* What needs to be done *
Copy the items word for word, from their first line through the line that contains "An example of".

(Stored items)

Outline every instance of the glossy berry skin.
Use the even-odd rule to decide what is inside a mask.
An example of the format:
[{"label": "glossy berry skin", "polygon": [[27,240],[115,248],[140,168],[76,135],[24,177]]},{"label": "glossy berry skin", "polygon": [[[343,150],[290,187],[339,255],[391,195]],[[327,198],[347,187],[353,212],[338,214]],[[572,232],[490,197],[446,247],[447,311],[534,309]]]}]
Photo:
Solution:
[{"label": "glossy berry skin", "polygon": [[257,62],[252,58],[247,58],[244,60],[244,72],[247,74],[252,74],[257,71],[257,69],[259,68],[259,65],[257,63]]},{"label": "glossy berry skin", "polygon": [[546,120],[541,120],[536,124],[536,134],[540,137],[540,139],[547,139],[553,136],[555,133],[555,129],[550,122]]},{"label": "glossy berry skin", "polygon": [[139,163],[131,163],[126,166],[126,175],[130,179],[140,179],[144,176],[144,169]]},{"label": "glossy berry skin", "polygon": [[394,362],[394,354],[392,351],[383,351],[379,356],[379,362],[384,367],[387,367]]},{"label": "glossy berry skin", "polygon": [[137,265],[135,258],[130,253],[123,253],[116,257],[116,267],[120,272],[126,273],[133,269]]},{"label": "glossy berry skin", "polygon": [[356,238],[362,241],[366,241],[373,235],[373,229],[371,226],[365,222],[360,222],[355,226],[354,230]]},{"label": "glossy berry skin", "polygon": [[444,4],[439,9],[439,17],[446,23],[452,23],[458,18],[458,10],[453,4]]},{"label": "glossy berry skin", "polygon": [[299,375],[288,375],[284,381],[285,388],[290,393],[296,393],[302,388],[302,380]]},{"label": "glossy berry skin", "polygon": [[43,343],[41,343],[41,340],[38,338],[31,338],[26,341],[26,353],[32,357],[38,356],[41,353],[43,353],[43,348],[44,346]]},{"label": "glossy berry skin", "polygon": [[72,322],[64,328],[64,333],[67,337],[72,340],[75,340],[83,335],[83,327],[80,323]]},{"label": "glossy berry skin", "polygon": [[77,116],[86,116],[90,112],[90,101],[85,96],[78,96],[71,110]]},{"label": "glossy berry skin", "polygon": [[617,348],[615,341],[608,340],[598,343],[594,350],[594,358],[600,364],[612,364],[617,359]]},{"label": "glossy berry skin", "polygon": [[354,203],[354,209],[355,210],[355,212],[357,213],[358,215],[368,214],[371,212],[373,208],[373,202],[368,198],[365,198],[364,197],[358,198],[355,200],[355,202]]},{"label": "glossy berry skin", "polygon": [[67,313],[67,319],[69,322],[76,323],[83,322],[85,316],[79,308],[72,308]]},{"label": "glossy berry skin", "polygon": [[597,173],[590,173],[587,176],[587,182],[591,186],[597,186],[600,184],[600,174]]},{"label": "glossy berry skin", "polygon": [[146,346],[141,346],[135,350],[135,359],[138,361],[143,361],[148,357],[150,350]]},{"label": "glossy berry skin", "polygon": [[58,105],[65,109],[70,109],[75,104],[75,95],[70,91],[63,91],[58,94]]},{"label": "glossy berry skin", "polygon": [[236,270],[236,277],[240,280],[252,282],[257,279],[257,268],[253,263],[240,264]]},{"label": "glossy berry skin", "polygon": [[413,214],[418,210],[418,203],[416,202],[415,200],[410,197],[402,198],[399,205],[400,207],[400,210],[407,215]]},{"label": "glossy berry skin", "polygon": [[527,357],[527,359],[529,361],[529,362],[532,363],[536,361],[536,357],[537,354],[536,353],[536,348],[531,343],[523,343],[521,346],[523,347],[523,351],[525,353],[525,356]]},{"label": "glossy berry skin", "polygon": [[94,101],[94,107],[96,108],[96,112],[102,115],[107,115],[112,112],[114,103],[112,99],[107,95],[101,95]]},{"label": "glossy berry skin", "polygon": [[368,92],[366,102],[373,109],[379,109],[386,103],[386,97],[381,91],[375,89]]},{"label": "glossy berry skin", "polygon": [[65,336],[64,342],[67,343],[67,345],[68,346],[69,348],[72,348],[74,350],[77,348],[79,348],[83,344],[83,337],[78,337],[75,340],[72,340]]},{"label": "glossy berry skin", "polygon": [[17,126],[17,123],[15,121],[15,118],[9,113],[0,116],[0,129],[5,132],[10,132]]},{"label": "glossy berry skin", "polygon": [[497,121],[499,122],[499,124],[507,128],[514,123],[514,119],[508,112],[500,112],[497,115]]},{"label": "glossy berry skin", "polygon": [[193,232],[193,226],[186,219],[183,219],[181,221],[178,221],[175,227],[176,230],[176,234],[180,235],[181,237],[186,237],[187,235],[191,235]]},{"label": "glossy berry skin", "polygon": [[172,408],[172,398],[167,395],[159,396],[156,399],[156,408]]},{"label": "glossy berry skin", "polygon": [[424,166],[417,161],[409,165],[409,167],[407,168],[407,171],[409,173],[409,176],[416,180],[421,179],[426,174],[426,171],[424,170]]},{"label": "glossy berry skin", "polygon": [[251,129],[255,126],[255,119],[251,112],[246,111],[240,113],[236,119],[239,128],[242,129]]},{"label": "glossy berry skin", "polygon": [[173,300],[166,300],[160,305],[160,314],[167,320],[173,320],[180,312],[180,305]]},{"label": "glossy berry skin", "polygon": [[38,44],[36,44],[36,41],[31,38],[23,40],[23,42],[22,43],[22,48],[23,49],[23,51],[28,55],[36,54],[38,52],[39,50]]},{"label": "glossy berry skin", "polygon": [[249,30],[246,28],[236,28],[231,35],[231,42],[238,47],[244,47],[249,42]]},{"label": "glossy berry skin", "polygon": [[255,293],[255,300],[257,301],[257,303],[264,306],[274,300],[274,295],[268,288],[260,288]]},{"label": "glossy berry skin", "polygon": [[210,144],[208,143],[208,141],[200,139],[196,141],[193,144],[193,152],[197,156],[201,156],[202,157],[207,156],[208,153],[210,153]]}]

* Final answer *
Outline every instance of the glossy berry skin.
Use the even-odd rule to decide what is inside a mask.
An example of the format:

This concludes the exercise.